### TASK OBJECTIVE
Using the records below, transcribe word for word the stretch from the line that contains "find the dry stone wall" through the line that contains "find the stone block", both end lines included, and nothing else.

*** RECORDS FOR THE EXERCISE ***

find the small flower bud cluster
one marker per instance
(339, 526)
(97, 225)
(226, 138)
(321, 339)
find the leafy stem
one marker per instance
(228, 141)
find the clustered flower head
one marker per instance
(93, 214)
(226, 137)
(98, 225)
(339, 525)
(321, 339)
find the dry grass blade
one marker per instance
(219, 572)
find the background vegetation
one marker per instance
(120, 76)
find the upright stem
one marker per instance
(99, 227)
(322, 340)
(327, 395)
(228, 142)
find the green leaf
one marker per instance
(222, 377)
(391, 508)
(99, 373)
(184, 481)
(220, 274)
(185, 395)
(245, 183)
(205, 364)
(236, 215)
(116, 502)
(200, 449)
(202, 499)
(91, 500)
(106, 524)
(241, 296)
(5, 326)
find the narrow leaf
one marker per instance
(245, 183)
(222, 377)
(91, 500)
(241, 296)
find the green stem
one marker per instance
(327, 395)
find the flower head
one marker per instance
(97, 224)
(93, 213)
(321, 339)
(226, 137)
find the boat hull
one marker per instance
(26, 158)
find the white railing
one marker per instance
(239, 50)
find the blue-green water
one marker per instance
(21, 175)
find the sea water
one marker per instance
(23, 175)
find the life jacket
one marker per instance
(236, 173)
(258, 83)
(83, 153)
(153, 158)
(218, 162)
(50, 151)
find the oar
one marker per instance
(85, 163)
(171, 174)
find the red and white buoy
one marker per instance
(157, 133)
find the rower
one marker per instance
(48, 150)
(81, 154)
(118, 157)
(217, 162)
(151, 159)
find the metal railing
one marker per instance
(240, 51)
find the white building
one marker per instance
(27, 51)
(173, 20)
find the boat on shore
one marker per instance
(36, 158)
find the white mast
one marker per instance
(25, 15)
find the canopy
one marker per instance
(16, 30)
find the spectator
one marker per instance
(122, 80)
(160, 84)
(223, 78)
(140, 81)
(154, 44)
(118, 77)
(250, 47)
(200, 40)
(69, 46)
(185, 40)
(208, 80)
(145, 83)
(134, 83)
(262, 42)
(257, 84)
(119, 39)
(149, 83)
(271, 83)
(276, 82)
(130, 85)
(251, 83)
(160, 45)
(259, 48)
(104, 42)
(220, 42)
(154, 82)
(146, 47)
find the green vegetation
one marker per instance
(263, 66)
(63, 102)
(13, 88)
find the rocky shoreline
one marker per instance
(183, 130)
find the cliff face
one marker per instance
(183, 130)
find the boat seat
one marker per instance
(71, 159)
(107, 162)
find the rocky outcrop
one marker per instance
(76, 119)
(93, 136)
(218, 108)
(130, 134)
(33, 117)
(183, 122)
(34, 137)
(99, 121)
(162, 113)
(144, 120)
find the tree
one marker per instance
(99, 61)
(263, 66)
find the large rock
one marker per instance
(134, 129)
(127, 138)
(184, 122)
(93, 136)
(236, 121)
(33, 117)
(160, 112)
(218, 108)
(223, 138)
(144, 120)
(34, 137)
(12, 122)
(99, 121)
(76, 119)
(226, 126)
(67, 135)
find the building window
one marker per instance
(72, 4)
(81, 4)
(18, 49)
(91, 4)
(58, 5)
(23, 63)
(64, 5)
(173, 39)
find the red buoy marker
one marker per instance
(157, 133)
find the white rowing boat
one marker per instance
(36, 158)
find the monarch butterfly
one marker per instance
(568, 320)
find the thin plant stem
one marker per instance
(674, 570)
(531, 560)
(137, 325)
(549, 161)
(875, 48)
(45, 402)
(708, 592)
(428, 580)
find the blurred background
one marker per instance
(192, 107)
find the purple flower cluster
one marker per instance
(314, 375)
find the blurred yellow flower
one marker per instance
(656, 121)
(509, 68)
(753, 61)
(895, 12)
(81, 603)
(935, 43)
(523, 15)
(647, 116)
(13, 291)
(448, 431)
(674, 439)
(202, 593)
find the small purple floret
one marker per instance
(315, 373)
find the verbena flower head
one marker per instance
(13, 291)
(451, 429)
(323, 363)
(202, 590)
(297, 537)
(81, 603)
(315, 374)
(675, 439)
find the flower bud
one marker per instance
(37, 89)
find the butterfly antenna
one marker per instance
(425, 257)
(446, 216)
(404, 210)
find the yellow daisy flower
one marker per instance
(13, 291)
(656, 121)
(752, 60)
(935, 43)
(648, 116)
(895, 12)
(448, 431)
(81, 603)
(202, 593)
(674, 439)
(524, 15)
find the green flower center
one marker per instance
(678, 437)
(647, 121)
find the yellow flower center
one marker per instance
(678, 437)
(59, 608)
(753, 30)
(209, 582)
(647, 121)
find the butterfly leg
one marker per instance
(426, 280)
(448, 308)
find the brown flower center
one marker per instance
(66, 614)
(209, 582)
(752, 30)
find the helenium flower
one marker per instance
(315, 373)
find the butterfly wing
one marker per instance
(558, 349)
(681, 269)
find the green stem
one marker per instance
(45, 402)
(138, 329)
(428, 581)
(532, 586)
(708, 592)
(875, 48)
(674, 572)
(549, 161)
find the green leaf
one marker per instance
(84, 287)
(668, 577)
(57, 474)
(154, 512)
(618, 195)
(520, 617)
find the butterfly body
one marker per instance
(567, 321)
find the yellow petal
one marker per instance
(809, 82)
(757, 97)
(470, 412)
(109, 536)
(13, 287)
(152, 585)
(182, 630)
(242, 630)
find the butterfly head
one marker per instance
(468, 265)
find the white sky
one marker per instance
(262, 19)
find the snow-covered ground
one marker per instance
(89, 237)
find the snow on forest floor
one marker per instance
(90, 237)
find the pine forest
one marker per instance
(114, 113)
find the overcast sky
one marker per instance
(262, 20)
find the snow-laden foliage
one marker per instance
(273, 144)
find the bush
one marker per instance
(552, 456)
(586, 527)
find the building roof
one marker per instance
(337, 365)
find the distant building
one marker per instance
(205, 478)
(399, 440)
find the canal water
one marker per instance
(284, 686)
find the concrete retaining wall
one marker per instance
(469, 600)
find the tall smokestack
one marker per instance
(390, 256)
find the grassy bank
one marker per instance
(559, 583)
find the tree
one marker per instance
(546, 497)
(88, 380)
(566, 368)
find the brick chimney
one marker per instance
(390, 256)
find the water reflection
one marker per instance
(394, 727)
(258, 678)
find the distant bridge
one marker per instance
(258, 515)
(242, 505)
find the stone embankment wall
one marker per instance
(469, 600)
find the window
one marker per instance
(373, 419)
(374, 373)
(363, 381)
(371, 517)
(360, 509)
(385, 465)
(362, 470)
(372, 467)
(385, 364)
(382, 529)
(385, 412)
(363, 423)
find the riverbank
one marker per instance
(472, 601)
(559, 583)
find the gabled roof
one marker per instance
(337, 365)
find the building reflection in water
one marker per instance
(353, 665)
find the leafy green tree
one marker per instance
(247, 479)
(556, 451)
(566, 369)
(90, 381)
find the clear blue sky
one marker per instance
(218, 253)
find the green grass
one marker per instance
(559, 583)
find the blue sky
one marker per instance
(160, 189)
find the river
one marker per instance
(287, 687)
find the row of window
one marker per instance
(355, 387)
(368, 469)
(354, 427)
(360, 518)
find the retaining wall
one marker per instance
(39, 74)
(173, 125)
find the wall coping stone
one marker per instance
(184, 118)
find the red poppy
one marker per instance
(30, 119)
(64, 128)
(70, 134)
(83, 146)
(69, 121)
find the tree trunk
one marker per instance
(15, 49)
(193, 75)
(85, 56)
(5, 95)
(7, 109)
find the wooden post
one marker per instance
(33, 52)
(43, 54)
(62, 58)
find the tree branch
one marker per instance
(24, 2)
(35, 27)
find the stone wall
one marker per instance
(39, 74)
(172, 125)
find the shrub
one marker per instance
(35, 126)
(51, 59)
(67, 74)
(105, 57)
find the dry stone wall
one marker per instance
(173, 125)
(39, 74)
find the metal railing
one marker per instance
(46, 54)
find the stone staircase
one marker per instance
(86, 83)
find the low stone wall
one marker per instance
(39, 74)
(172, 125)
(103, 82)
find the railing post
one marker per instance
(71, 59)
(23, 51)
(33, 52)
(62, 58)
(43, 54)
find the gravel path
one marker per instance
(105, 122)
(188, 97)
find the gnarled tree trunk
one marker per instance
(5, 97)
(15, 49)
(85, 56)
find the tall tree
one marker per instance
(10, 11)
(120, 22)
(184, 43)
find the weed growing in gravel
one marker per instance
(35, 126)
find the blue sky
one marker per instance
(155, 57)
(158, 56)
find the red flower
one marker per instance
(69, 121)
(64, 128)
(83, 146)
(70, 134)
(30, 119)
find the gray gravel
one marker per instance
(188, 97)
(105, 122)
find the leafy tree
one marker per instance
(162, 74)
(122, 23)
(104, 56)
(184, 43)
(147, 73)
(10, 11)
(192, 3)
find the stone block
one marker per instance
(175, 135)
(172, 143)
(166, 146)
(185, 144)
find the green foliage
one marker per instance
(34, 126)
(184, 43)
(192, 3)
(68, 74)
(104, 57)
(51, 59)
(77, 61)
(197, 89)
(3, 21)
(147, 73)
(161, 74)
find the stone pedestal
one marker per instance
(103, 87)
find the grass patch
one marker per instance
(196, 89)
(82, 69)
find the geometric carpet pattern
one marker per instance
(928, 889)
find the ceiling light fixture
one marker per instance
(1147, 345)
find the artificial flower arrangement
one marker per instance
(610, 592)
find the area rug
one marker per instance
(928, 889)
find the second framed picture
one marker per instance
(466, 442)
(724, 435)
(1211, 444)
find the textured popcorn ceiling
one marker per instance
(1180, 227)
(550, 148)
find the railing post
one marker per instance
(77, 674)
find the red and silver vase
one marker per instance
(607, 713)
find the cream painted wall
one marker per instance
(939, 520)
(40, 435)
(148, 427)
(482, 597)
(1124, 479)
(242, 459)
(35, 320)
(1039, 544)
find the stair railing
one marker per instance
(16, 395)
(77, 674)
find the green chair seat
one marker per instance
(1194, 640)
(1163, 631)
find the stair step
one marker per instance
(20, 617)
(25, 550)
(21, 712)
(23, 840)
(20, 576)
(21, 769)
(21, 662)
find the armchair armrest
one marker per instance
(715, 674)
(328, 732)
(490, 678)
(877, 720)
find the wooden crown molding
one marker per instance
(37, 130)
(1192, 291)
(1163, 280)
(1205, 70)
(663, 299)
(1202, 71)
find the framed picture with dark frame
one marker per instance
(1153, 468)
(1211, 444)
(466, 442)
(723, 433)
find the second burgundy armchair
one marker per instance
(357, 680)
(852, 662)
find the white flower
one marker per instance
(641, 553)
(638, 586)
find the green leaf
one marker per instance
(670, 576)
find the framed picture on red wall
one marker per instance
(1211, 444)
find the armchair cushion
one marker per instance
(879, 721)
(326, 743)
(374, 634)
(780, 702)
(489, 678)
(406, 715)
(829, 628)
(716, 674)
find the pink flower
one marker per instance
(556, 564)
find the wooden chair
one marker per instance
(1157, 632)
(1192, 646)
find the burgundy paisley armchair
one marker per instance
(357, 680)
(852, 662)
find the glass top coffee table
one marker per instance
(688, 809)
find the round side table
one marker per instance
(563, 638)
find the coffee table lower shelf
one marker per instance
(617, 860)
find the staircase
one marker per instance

*** End of RECORDS FOR THE EXERCISE ***

### RESPONSE TO THIS TASK
find the dry stone wall
one marker per instance
(173, 125)
(39, 74)
find the metal railing
one marker per instance
(46, 54)
find the stone staircase
one marker per instance
(86, 83)
find the low stone wall
one marker per instance
(39, 74)
(172, 125)
(103, 82)
find the railing post
one marker per instance
(71, 59)
(23, 51)
(33, 52)
(62, 58)
(43, 54)
find the gravel path
one marker per instance
(105, 122)
(188, 97)
find the gnarled tree trunk
one marker per instance
(5, 97)
(15, 49)
(85, 56)
find the tall tree
one marker per instance
(10, 11)
(120, 22)
(184, 43)
find the weed growing in gravel
one marker per instance
(35, 126)
find the blue sky
one marker per instance
(155, 57)
(158, 56)
find the red flower
one marker per instance
(69, 121)
(64, 128)
(83, 146)
(70, 134)
(30, 119)
find the gray gravel
one marker per instance
(188, 97)
(105, 122)
find the leafy tree
one marker per instance
(162, 74)
(122, 23)
(104, 56)
(184, 43)
(147, 73)
(10, 11)
(192, 3)
find the stone block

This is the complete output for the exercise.